- [PASSAGE PROVIDED]:
On this episode of the “AI Wisdom – Talking Innovation in Insurance” podcast, host Ron Glozman speaks with Chris Laver, Chief Data Scientist, Chisel AI about the art and science of machine learning and how it can be applied to core insurance processes. They also tackle a few of the common misconceptions about AI and ML. Click the play button to listen or read the full transcript below.

Full Transcript

Ron: Hello, and welcome to “AI Wisdom Talking Innovation in Insurance”. On this podcast, we talk to business and insurtech leaders about how artificial intelligence is transforming the way we buy and sell insurance. I'm your host, Ron Glozman, founder and CEO of Chisel AI, and a strong believer in the power of AI to help people work smart and enrich their lives. So, let's get into it.

There’s a lot of AI hype in the marketplace, which can result in misunderstandings and misconceptions. Machine learning and artificial intelligence are buzzwords that are often used as synonyms. However, machine learning is a technique at the core of AI, where AI is a broad field, covering many areas, including natural language processing, speech to text, machine vision, etc. In its simplest form, machine learning is about learning patterns and predicting outcomes from large data sets. Like most technologies, machine learning is useful in particular areas to solve very specific business cases or problems.

On this episode, we’ll take a closer look at both the art and the science of machine learning and how it can be applied to some core insurance processes. I’m very pleased to have with me today Chris Laver, our very own Chief Data Scientist at Chisel AI, join me today, as we unpack a little bit in the art and world of machine learning. Welcome, Chris. Before we jump in, can you please introduce yourself?

- [DATASET ROWS]:
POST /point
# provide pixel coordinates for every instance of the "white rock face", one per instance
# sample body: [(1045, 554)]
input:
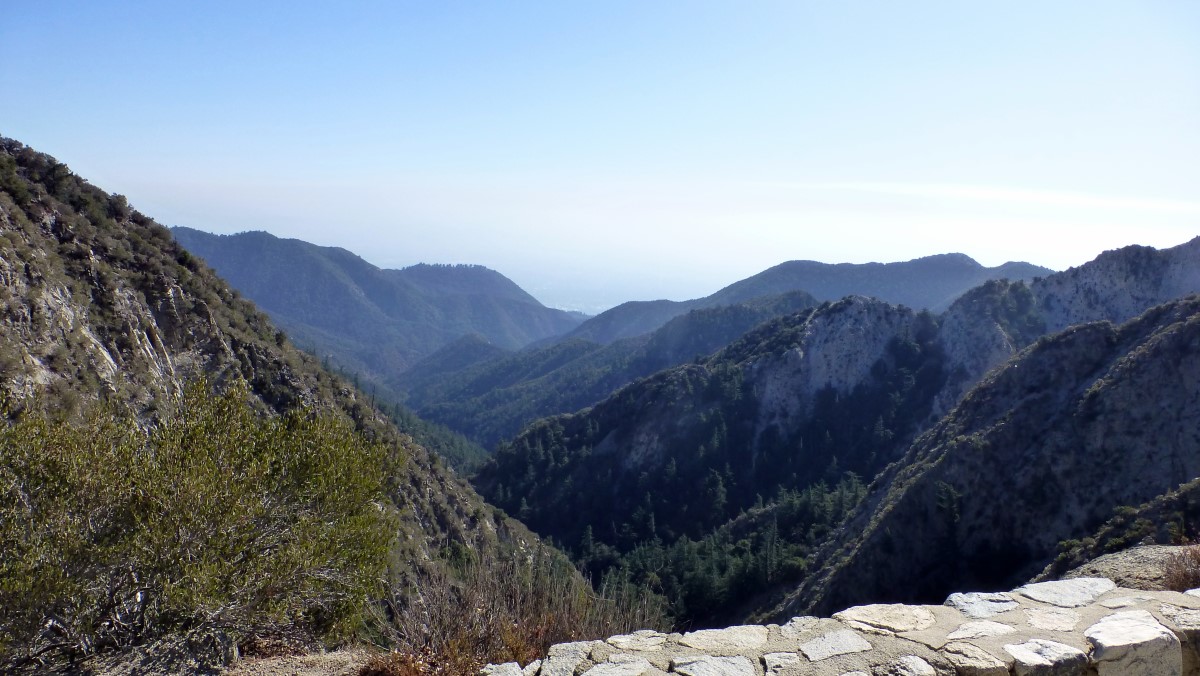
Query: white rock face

==

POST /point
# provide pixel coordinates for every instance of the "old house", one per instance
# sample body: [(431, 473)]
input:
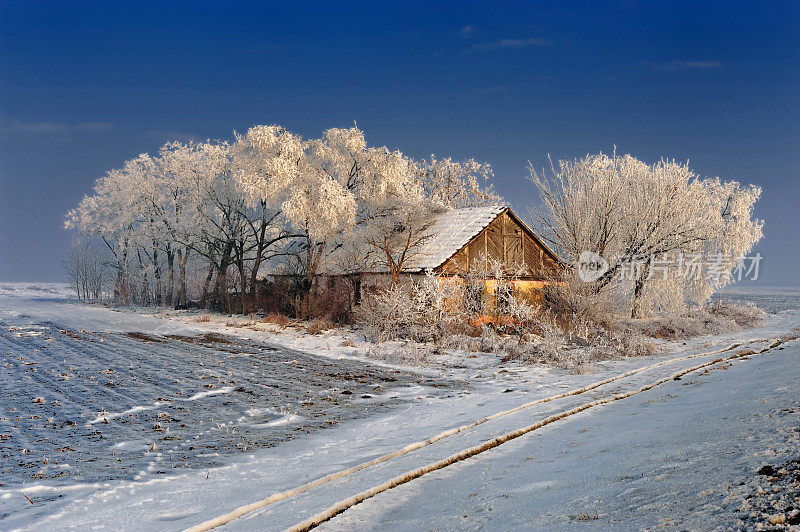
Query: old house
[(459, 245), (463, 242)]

- [GIVEN REQUEST]:
Answer these questions from the podcast excerpt above:
(a) What position does Chris Laver hold at Chisel AI?
(b) Besides hosting the podcast, what roles does Ron Glozman hold at Chisel AI?
(c) In its simplest form, what does the host say machine learning is about?

- [TASK ANSWER]:
(a) Chief Data Scientist
(b) Founder and CEO
(c) Learning patterns and predicting outcomes from large data sets